--- start RAW RECORDS ---
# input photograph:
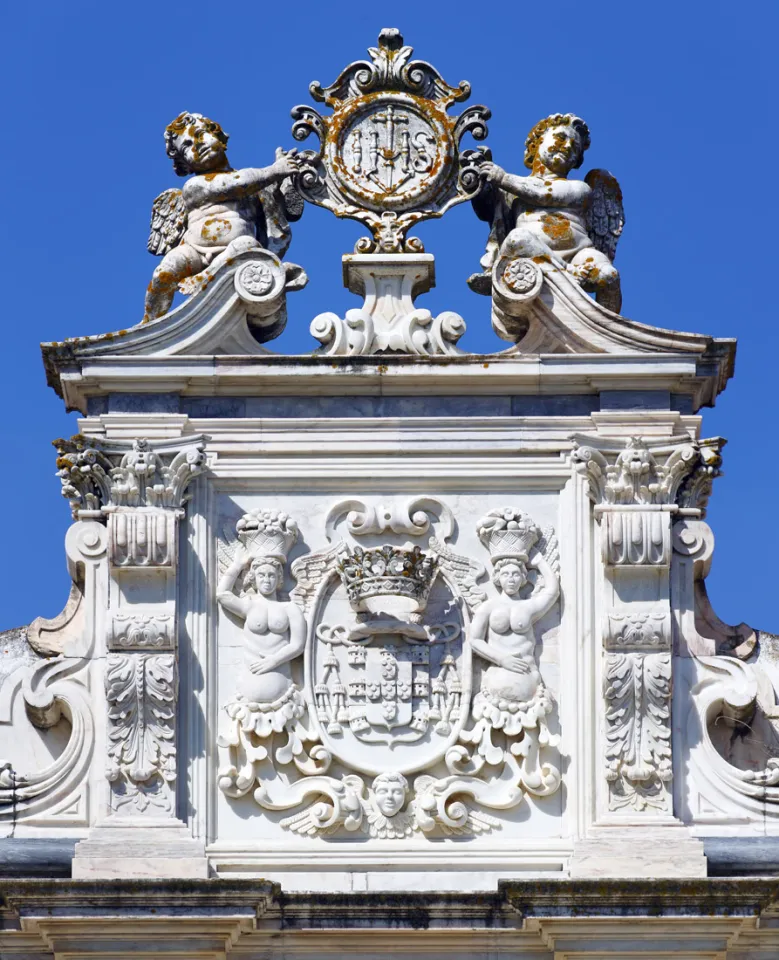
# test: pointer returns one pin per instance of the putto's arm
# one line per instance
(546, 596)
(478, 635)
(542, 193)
--- end RAW RECORDS ---
--- start RAW RECORDS ---
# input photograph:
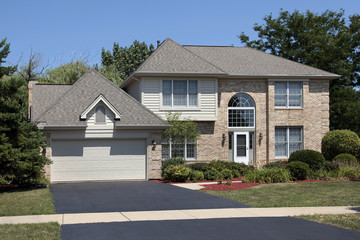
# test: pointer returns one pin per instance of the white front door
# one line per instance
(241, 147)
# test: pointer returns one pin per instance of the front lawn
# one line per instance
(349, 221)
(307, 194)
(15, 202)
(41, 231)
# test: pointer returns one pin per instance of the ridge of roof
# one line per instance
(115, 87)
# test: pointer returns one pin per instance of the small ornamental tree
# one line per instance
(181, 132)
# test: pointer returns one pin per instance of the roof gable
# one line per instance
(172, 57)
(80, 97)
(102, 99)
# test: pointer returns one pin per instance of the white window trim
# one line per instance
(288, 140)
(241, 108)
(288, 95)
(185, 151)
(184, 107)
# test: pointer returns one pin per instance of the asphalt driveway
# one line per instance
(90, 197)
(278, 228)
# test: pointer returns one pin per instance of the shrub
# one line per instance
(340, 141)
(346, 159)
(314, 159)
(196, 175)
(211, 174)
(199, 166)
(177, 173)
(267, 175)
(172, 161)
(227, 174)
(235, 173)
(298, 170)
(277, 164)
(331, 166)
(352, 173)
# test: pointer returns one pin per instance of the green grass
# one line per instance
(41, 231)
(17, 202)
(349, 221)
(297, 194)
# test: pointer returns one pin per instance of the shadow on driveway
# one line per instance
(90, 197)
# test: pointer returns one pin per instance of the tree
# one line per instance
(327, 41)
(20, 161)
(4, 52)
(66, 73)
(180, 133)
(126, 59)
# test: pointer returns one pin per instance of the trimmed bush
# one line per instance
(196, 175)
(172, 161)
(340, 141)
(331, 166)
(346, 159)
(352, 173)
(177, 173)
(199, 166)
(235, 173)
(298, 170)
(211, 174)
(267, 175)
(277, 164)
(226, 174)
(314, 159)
--- end RAW RECORDS ---
◆ **TASK REQUIREMENTS**
Please show each line in the listing above that contains the word "front".

◆ **TASK RESPONSE**
# test: pointer returns one pin per instance of the white front door
# test: pointer returns one pin per instance of the front lawn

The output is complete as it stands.